_Task details_. Locate each line in the listing below that contains the string "green" and copy those lines out. Treat uppercase and lowercase as different.
***** Data for this exercise *****
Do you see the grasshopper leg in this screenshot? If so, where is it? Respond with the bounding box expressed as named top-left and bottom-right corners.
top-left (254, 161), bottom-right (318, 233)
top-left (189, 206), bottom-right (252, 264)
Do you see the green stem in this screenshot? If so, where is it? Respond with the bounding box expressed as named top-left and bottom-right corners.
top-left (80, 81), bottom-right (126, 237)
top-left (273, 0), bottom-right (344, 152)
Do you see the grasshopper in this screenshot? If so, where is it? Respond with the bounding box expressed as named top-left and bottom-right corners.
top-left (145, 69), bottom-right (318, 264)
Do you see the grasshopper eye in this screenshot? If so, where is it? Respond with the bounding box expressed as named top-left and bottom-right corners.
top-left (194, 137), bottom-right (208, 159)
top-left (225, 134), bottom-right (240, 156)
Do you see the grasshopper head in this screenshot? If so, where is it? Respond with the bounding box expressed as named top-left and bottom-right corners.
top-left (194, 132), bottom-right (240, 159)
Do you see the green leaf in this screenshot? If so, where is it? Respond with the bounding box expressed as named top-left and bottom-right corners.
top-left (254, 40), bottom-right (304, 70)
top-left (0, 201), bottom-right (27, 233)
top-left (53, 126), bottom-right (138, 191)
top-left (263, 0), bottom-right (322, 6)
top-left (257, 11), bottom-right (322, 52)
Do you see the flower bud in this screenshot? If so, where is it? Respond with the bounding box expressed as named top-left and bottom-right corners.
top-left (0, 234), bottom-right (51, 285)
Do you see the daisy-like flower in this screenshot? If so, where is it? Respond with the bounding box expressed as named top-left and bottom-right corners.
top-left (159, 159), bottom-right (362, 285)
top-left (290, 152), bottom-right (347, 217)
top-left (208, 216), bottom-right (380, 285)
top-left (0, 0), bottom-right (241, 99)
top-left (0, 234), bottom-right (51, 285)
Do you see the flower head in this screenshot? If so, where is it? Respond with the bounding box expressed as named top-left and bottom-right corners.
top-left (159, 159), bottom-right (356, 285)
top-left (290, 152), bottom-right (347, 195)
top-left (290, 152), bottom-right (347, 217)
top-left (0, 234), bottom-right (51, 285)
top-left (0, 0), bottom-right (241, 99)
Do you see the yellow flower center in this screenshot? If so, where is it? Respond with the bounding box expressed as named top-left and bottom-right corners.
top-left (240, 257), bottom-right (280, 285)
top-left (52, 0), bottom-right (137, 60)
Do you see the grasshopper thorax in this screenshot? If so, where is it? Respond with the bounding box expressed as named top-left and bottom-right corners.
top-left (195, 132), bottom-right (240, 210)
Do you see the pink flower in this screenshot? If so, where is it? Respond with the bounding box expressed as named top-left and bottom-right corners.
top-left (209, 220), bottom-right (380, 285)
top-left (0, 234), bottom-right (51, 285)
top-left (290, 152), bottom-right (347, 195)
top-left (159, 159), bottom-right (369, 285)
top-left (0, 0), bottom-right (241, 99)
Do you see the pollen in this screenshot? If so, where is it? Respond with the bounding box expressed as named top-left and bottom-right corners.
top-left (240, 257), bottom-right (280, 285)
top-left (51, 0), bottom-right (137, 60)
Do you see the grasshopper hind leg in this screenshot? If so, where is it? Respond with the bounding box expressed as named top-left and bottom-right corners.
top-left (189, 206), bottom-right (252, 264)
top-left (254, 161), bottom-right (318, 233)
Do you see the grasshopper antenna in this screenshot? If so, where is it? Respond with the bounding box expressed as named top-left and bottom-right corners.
*****
_Reply to the task_.
Do you see the green stem in this screenshot? If so, where is it? Respond with the bounding box expressed as named top-left and bottom-right corners.
Do you see the green leaf in this screenshot? If so, where is it? Respond with the bounding box expressed as named top-left and bottom-right corners.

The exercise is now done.